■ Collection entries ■
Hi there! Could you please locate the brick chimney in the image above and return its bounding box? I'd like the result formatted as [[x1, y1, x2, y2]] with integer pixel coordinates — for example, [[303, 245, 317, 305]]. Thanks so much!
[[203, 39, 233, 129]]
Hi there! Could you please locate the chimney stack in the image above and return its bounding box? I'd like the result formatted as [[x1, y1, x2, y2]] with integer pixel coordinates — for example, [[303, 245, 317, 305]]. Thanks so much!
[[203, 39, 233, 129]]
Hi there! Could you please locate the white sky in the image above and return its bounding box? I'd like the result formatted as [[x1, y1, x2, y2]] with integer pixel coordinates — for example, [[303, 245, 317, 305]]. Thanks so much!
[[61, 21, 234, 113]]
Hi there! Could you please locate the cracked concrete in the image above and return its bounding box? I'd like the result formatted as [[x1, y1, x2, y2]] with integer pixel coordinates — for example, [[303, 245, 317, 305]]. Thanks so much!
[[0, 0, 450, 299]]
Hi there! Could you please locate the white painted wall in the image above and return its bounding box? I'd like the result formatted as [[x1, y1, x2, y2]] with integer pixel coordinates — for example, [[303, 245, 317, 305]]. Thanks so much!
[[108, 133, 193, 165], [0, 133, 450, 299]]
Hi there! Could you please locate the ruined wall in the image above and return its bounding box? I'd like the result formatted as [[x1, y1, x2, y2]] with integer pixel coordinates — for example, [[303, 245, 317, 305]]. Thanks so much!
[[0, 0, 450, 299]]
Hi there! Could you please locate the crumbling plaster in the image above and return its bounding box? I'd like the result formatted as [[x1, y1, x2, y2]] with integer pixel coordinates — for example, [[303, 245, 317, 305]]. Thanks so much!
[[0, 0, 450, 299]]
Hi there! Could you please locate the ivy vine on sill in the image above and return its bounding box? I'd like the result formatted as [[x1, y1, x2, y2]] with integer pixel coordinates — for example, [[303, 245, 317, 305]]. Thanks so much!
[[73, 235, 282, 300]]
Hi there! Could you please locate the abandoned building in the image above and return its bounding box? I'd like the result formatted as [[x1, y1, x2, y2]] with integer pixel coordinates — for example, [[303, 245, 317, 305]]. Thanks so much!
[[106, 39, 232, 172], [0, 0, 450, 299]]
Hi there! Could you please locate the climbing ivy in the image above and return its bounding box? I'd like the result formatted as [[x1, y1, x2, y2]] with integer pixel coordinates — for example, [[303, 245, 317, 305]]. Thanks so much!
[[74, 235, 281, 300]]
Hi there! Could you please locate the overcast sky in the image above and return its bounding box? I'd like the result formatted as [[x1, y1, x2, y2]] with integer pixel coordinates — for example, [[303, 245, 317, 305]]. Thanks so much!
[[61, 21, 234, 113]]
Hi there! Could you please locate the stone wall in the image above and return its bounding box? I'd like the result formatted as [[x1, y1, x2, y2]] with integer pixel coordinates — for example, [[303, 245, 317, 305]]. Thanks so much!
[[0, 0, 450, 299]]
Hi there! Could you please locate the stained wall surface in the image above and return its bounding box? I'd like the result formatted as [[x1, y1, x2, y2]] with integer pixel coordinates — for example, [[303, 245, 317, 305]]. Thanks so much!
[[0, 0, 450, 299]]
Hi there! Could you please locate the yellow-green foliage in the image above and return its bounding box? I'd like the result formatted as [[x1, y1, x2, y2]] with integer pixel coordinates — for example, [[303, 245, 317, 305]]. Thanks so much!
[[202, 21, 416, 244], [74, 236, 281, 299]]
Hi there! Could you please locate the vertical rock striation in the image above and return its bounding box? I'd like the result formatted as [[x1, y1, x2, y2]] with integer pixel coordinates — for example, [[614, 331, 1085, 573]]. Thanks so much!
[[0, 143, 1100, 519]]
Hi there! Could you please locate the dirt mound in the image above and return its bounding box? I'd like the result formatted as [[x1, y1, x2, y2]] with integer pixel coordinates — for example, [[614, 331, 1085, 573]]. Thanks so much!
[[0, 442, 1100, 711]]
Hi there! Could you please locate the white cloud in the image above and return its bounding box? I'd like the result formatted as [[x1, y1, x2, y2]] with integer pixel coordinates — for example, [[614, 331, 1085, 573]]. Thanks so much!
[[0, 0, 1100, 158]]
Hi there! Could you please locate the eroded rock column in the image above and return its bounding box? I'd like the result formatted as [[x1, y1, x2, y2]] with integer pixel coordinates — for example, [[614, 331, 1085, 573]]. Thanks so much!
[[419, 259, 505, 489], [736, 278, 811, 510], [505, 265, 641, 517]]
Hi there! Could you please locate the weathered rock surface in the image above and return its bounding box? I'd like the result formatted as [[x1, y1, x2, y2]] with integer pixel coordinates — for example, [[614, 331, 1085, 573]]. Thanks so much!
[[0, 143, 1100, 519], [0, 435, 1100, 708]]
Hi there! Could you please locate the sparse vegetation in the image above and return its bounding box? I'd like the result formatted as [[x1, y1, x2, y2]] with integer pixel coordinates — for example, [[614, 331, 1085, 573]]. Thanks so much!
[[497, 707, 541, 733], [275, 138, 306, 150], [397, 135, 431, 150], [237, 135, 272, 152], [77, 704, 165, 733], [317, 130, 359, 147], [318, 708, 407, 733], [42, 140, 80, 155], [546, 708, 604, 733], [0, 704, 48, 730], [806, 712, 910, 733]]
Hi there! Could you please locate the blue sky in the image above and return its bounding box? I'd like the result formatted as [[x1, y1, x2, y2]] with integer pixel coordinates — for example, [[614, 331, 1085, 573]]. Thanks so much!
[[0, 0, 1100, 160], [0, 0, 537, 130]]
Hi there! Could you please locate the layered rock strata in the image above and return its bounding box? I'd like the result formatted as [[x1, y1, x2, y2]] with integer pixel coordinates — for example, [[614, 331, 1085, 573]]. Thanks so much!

■ Given problem ■
Could you rescale the records from the start through the line that contains "[[73, 235, 282, 300]]" by writing out each of those lines again, requests included, with every bounding-box coordinate in the answers multiplied by 0.4 and rounded to a whole number, halves up? Leave the numbers in the requests, format samples included, as they are.

■ Answer to the exercise ■
Hi there! Could you please locate the brick chimney in the image above and return its bounding box? I'd like the result formatted as [[x1, y1, x2, y2]] with integer pixel coordinates — for example, [[303, 245, 317, 305]]. Thanks so much!
[[81, 16, 93, 52]]
Hi there! Could you please locate the chimney stack in the image above and return its bounding box? I'd like the result formatted as [[x1, y1, x2, y2]] with integer pixel coordinates — for example, [[303, 245, 317, 305]]. Thanks so much!
[[81, 16, 93, 52]]
Hi there! Could you please locate the white sky in the image above and return its bounding box? I'd like the result formatted as [[x1, y1, x2, y2]] with integer pixel coordinates — for example, [[303, 245, 317, 305]]. Thanks so much!
[[24, 8, 94, 45]]
Hi there! Could you please locate the cracked concrete in the image above and return its bounding box? I'd like the result formatted as [[x1, y1, x2, y2]] with integer pixel coordinates — for example, [[303, 245, 317, 305]]. Thanks so much!
[[0, 0, 180, 120]]
Hi there! Could you please locate the white painted wall in the image above and return its bounding box? I'd like the result formatted as [[x1, y1, x2, y2]] with integer pixel coordinates — for example, [[303, 245, 317, 305]]. Thanks so much!
[[43, 53, 77, 66], [0, 53, 180, 120]]
Hi there! Could you please locate the ruined wall in the image above and return its bounding box? I'd like the result formatted as [[x1, y1, x2, y2]] with integer pixel coordinates — for example, [[303, 245, 317, 305]]. Thanks so much!
[[0, 0, 180, 120]]
Hi there! Could you please locate the crumbling plaster in the image above and return its bounding box? I'd like the result formatted as [[x1, y1, x2, y2]] with integer pixel coordinates — for example, [[303, 245, 317, 305]]. Thanks so much!
[[0, 0, 180, 120]]
Hi there! Could you please locate the ivy vine on sill in the image above and return its bounding box? I'd like the result formatted as [[x1, y1, x2, y2]] with integer pixel coordinates — for example, [[303, 245, 317, 305]]. Thanks so much!
[[29, 94, 113, 120]]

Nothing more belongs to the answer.